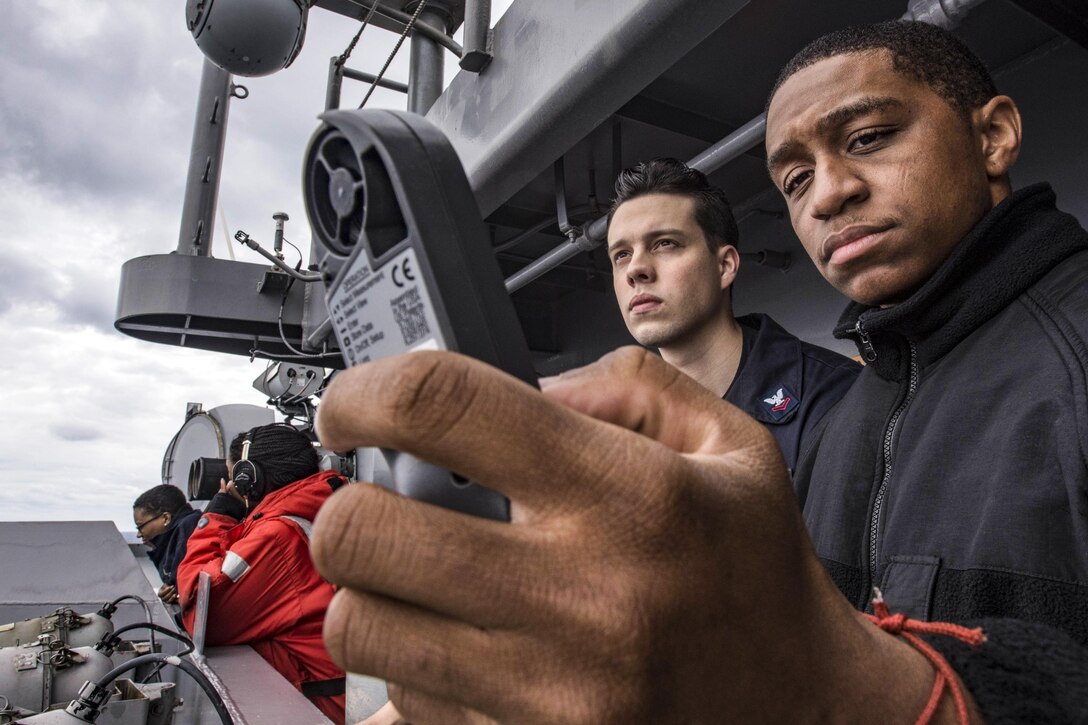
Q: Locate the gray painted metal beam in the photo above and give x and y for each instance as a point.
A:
(559, 70)
(206, 161)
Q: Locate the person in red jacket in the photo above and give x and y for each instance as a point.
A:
(254, 541)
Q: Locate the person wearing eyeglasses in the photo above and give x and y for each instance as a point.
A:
(164, 520)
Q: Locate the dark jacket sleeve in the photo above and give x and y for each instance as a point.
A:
(1024, 673)
(177, 548)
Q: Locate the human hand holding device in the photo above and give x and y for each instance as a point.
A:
(655, 568)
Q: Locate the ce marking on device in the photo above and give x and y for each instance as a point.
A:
(403, 270)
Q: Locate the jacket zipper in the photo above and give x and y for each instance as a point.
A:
(889, 434)
(870, 353)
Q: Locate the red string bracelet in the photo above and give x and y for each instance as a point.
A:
(901, 626)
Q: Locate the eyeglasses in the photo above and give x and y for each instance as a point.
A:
(139, 527)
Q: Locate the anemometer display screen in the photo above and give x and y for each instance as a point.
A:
(410, 265)
(385, 311)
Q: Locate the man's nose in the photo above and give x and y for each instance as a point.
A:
(835, 186)
(640, 268)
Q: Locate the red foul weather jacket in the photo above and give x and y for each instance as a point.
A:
(264, 589)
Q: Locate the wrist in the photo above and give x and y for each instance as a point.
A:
(892, 680)
(226, 505)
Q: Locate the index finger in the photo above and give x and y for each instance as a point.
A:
(482, 424)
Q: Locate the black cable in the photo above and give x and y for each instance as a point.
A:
(153, 627)
(108, 611)
(185, 665)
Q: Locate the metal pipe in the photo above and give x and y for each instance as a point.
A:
(425, 63)
(206, 162)
(941, 13)
(478, 36)
(746, 137)
(707, 161)
(335, 81)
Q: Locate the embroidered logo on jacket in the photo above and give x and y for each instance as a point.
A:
(780, 403)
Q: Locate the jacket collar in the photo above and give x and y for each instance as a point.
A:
(303, 498)
(1009, 250)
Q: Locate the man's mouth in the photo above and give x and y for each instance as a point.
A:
(851, 242)
(643, 303)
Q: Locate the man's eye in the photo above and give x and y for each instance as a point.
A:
(794, 180)
(868, 138)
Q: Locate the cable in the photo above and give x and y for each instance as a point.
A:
(296, 249)
(347, 51)
(108, 610)
(153, 627)
(396, 49)
(94, 696)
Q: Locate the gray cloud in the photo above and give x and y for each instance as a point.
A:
(76, 431)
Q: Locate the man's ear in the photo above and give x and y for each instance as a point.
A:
(999, 125)
(729, 263)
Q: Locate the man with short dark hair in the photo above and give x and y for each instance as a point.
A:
(672, 246)
(164, 520)
(657, 567)
(254, 542)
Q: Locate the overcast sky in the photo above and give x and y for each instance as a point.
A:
(96, 122)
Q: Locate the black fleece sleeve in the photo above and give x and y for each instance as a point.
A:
(1024, 673)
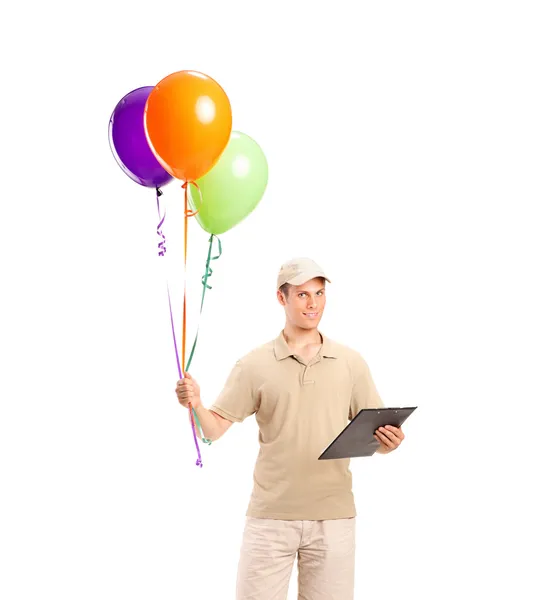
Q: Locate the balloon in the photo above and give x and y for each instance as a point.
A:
(233, 188)
(188, 121)
(128, 141)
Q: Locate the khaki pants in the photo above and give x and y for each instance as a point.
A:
(325, 552)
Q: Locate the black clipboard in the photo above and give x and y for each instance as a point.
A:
(357, 439)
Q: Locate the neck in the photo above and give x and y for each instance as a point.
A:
(296, 336)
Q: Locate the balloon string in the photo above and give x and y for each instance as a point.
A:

━━━━━━━━━━

> _WHAT IS REQUIRED_
Your answer must be an exact copy of the records above, with every picture left out.

> _OUTPUT_
Q: Locate the gray painted metal beam in the photo above and give x and y for each instance as a point.
A:
(559, 70)
(206, 161)
Q: Locate the person in red jacket in the photo above and give x and y for each instance as a point.
A:
(254, 541)
Q: Locate the person wearing eyeglasses in the photo above and give x and y for each instance as a point.
A:
(164, 520)
Q: Locate the dark jacket sleeve in the photo above and give x and y for each instance as a point.
A:
(1024, 673)
(177, 548)
Q: Locate the human hand holding device in the photo above and give x and y for each instance as a point.
A:
(655, 568)
Q: Locate the ce marking on device in the photo above and give x and y for each instance as a point.
A:
(403, 270)
Q: Locate the jacket zipper in the photo above and give x and y for each instance as a point.
A:
(889, 434)
(870, 353)
Q: Locate the red string bracelet in the photo above and give x and y for each instance as a point.
A:
(901, 626)
Q: Locate the eyeglasses in the photo above and give x and y for each instance as a point.
A:
(139, 527)
Q: Locate the anemometer display screen in the photo above and give x and y for each instance as a point.
A:
(410, 265)
(385, 311)
Q: Locate the man's nose in the photo above and give x and y for each instance as a point.
A:
(835, 186)
(640, 268)
Q: Locate the red foul weather jacket in the photo above and give x and y for each instance as a point.
A:
(264, 589)
Q: Locate the wrist in the photo above and give x and y for each instance as a point.
A:
(892, 680)
(226, 505)
Q: Locate the index finger in the photo above and give x and y for each instance as a point.
A:
(482, 424)
Q: Locate the black cable in the photo above and give x and y for each instance as a point.
A:
(153, 627)
(108, 611)
(185, 665)
Q: Locate the metal pipe in the photo above and give x and y for each instance as a point.
A:
(425, 63)
(206, 162)
(941, 13)
(478, 36)
(746, 137)
(707, 161)
(335, 81)
Q: Locate the embroidered logo on jacket in the photo above and give x and y for each instance as a point.
A:
(780, 403)
Q: Locate the jacket collar in the photo above and give x and y for each instance as a point.
A:
(303, 498)
(1009, 250)
Q: Locate the man's mouth in the photo above and give x and y for each instance as a point.
A:
(851, 242)
(643, 303)
Q: Locate the man's eye in the photo above and give x and y for each instance as a point.
A:
(794, 180)
(868, 138)
Q: Locate the cable in the photo above and give x and y for each instance as a point.
A:
(296, 249)
(347, 51)
(108, 610)
(153, 627)
(396, 49)
(94, 696)
Q: Locate the gray cloud in the photo above and give x and y for each instance as a point.
A:
(76, 431)
Q: Locate the man's ear in the photo above and give x and y for each instance as a point.
A:
(999, 125)
(729, 263)
Q: Locate the man with short dark hair in the photo above and give x and y for each instance as a point.
A:
(672, 246)
(164, 520)
(657, 567)
(254, 542)
Q: Locate the overcast sky in the photo above and give x and y for each instance as a point.
A:
(96, 122)
Q: Locate the black fleece sleeve in the photo above and give x and y for each instance as a point.
A:
(1024, 673)
Q: Locate the balloon in the photo above and give x and y for each instance as a point.
A:
(233, 188)
(188, 121)
(128, 141)
Q: Locate the khaki pants in the photo above and give x and y for each instance as a point.
A:
(325, 552)
Q: Locate the black clipboard in the photo above and give x and y for each instance as a point.
A:
(357, 439)
Q: Locate the neck in the photo above and give x and y for each instance as a point.
A:
(296, 336)
Q: Locate the balloon string in the photo above and give x and y for each instance as a point.
A:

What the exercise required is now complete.